* Passage *
------------------------------------------------------------------------

Europe agrees sweeping new powers for rescue fund
Eurozone leaders agreed at an emergency summit on Thursday to give their financial rescue fund sweeping new powers to help Greece overcome its debt crisis and prevent market instability from spreading through the region.
French President Nicolas Sarkozy said leaders of the 17-nation currency area had agreed to ease lending terms to Greece, Ireland and Portugal, while private investors would voluntarily swap their Greek bonds for longer maturities at lower interest rates to help Athens.
Acknowledging that the rescue package might lead credit rating agencies to declare Greek debt in limited default – the first such event in the euro’s 12-year history – Sarkozy said eurozone nations stood ready to protect Greek banks from the fallout, by providing credit guarantees if needed to ensure the banks can still obtain liquidity from the European Central Bank.
“We have agreed to create the beginnings of a European Monetary Fund,” Sarkozy told a news conference after eight hours of talks on widening the remit of the rescue fund, the European Financial Stability Facility.
European Council President Herman van Rompuy, who chaired the fifth summit on the crisis since February, said the leaders agreed the EFSF would be allowed to buy bonds in the secondary market if the ECB deemed that necessary to fight the crisis.
The EFSF would also be allowed for the first time to give states precautionary credit lines before they were shut out of credit markets, and lend governments money to recapitalise banks — both moves which Germany blocked earlier this year.
The expanded role of the EFSF is designed to prevent bigger euro zone states such as Spain and Italy from being shut out of the markets in the event of a Greek default.

------------------------------------------------------------------------

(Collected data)
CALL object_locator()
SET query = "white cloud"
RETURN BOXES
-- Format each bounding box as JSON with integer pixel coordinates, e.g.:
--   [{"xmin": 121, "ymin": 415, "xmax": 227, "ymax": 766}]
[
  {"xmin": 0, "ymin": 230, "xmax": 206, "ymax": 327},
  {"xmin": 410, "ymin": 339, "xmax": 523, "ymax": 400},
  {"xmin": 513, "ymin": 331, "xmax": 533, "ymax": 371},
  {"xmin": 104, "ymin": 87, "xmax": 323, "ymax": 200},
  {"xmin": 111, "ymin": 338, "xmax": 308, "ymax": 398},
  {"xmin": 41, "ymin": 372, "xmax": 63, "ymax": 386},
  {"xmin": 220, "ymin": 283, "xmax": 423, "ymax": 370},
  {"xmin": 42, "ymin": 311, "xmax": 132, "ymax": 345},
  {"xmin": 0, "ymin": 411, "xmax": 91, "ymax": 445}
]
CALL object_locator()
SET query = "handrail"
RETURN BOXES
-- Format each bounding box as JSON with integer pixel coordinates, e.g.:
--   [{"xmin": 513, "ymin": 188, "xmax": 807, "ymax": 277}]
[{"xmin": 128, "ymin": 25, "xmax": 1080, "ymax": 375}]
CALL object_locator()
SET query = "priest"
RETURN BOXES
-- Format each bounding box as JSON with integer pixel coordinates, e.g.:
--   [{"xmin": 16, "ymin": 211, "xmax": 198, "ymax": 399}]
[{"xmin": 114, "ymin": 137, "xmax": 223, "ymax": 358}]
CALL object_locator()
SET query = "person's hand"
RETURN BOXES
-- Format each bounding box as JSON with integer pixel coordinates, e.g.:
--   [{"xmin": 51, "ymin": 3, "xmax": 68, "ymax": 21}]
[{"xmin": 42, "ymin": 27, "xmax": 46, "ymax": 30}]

------------------------------------------------------------------------

* The problem *
Transcribe the passage on the eurozone rescue fund, starting with "European Council President" and going on through "a Greek default.".

* Task result *
European Council President Herman van Rompuy, who chaired the fifth summit on the crisis since February, said the leaders agreed the EFSF would be allowed to buy bonds in the secondary market if the ECB deemed that necessary to fight the crisis.
The EFSF would also be allowed for the first time to give states precautionary credit lines before they were shut out of credit markets, and lend governments money to recapitalise banks — both moves which Germany blocked earlier this year.
The expanded role of the EFSF is designed to prevent bigger euro zone states such as Spain and Italy from being shut out of the markets in the event of a Greek default.